**WHAT IS BEING ASKED**. Copy out the part of the listing that opens with the line containing "Practice step: locate the downspout" and closes with the line containing "x=200, y=205", keeping every line exactly as it appears.

**RECORDS TO USE**.
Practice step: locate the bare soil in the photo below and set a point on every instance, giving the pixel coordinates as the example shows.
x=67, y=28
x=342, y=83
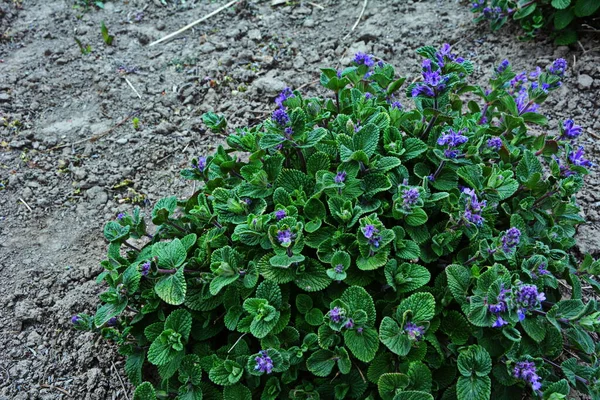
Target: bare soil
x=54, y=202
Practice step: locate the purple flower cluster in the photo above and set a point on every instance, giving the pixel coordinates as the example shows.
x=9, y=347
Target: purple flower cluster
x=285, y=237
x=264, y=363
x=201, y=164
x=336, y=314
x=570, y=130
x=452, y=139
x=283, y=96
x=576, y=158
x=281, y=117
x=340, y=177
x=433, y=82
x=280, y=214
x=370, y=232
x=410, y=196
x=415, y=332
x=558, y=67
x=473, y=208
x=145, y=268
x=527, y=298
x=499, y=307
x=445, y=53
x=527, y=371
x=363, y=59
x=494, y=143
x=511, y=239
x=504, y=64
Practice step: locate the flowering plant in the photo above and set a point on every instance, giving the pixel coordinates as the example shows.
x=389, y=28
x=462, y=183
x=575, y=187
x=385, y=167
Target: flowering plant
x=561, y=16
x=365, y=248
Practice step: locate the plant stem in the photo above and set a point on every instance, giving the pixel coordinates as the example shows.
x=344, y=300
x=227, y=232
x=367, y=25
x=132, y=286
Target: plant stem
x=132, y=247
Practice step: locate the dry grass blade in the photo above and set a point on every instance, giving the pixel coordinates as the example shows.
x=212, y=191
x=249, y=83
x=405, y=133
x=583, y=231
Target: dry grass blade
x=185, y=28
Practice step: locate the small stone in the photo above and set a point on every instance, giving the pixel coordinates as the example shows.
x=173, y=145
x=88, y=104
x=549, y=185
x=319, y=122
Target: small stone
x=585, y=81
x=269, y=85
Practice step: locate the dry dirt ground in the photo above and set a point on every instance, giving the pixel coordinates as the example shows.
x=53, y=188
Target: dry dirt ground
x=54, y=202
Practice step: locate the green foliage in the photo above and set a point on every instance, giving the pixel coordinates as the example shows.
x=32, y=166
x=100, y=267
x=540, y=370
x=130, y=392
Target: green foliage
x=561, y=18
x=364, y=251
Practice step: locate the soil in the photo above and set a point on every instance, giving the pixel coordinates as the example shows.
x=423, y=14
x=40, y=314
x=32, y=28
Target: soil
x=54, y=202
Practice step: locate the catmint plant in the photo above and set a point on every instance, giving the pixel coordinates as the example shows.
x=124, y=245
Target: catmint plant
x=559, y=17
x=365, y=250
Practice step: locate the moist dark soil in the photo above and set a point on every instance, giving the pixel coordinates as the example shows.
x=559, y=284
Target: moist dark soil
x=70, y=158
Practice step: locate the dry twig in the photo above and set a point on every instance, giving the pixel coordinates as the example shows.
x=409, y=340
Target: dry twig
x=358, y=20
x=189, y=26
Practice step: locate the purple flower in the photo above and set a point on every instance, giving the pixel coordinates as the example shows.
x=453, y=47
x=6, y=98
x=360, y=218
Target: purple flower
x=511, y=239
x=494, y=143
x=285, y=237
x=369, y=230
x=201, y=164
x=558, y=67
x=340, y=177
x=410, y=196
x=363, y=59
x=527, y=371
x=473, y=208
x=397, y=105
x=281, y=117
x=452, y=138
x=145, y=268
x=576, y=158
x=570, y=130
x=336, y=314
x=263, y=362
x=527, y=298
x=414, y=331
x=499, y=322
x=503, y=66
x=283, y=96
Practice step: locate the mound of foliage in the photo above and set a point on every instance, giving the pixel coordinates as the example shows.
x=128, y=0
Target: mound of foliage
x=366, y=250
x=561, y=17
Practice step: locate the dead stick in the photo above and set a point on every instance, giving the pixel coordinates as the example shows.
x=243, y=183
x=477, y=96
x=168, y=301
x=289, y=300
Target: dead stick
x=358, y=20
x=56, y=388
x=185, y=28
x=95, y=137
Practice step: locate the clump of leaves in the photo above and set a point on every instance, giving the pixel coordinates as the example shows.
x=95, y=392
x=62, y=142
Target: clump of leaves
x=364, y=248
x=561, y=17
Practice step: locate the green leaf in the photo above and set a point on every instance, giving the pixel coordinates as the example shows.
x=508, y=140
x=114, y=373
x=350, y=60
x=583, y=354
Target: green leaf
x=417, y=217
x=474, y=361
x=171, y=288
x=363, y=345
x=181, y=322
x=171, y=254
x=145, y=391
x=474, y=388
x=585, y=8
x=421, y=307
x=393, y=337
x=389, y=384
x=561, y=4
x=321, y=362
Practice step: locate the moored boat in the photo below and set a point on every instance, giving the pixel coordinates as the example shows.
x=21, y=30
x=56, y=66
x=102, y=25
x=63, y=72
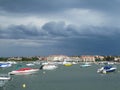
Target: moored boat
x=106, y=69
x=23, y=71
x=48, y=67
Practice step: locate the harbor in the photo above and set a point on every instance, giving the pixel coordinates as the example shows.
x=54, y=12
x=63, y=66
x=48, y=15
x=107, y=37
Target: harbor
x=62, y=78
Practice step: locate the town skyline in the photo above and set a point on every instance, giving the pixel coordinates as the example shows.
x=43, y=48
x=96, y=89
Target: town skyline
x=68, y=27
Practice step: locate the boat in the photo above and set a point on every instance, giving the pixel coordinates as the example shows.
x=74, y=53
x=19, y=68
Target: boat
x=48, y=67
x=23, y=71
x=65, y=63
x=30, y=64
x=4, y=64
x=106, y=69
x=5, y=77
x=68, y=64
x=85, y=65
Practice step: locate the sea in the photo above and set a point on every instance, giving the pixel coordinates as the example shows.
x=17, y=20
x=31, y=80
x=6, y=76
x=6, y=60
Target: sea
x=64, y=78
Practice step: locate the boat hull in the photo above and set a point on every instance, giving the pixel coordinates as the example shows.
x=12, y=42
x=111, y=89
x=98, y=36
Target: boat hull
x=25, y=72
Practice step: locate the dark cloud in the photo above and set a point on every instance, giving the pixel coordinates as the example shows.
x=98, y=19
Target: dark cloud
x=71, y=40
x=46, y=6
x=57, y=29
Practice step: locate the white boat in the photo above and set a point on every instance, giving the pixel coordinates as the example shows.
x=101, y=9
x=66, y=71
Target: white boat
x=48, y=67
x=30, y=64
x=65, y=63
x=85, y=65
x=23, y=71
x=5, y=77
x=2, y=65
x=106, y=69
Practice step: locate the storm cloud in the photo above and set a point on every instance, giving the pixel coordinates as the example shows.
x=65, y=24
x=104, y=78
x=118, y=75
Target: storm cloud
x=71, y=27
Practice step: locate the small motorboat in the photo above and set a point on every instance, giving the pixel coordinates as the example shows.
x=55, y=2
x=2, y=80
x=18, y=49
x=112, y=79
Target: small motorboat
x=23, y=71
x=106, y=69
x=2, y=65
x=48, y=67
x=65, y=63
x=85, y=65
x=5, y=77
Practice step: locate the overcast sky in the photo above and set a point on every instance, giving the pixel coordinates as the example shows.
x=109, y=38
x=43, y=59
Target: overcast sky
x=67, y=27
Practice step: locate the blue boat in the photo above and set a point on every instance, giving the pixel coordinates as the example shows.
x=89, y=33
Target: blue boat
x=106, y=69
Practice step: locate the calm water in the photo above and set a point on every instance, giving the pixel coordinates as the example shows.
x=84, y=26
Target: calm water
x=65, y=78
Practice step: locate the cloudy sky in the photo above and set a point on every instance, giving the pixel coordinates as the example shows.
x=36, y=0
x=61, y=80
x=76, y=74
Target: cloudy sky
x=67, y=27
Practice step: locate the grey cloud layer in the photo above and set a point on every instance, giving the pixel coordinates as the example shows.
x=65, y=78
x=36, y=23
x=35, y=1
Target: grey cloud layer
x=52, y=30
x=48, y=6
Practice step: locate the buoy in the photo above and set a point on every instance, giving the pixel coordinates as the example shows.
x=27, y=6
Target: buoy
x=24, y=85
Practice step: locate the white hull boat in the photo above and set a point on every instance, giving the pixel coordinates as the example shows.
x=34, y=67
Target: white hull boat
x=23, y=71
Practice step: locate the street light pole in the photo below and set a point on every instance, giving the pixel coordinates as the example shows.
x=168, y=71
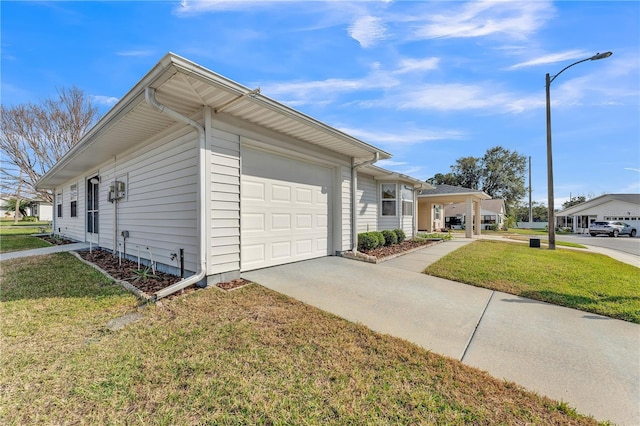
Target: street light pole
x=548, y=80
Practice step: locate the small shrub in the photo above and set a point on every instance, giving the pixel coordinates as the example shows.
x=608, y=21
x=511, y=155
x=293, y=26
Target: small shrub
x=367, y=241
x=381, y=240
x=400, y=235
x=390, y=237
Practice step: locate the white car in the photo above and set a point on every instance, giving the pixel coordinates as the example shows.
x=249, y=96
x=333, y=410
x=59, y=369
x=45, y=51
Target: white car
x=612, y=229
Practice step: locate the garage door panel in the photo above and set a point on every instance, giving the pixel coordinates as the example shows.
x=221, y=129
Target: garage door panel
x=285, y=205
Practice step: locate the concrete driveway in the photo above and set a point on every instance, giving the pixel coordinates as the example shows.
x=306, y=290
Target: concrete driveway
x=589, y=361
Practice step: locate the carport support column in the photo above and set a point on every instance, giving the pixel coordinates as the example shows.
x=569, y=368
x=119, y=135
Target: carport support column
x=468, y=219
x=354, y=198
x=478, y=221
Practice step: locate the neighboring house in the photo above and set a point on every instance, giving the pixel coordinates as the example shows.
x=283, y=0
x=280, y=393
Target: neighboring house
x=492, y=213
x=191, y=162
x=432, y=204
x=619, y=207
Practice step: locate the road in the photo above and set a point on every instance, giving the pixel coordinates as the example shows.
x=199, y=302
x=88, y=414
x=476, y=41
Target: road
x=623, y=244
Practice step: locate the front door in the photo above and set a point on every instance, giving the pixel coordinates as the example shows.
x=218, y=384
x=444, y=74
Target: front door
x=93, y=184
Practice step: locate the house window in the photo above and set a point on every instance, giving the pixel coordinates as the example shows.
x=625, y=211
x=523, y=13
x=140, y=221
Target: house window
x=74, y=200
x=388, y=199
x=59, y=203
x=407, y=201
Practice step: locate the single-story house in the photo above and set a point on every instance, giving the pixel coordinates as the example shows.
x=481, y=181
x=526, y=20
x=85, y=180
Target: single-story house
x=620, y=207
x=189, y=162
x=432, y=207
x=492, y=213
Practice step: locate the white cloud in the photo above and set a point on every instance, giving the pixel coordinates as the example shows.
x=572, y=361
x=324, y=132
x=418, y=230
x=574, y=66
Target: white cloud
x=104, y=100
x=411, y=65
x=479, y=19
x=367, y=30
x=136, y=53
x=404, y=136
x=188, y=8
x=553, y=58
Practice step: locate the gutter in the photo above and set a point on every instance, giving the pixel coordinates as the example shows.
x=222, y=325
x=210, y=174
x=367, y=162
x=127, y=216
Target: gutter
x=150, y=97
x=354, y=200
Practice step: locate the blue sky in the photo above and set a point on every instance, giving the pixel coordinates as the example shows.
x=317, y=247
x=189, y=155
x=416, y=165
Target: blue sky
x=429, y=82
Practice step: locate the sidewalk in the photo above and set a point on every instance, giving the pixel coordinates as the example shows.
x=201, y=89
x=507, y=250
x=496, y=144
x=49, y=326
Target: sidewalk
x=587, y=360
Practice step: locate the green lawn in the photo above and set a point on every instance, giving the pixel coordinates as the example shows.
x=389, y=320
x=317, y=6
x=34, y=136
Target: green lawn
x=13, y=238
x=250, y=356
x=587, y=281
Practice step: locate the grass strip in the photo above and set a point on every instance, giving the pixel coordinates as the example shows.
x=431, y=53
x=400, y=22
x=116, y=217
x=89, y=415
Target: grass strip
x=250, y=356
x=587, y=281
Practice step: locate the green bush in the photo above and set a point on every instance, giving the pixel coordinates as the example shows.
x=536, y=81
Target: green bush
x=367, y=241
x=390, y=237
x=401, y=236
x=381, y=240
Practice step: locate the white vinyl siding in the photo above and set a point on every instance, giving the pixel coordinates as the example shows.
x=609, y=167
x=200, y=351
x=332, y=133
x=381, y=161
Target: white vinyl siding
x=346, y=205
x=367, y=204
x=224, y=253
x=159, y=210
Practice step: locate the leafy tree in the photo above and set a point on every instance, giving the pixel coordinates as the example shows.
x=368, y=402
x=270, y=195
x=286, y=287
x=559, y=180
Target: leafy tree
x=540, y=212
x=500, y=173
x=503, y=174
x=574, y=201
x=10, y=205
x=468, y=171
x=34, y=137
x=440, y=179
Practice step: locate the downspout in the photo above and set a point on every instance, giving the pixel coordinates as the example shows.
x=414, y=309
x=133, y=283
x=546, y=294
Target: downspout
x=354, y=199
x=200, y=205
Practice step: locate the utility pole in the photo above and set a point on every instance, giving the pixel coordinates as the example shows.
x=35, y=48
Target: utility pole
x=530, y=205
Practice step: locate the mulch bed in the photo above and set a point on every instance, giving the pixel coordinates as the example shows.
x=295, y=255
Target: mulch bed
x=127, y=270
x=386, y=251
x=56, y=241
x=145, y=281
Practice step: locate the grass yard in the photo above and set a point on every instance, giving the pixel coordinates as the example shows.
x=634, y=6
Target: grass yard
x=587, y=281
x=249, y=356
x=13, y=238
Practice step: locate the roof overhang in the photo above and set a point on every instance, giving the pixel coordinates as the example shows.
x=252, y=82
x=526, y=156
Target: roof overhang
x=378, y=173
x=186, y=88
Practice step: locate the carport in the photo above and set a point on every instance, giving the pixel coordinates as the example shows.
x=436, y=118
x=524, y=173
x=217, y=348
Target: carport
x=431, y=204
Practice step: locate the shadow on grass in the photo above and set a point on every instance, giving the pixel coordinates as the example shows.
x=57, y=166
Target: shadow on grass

**THE ANSWER**.
Practice step: locate the downspout in the photo above and set a point on every instance, giving the pixel coordinates as the example shows.
x=414, y=309
x=133, y=283
x=546, y=294
Target: downspout
x=354, y=199
x=200, y=205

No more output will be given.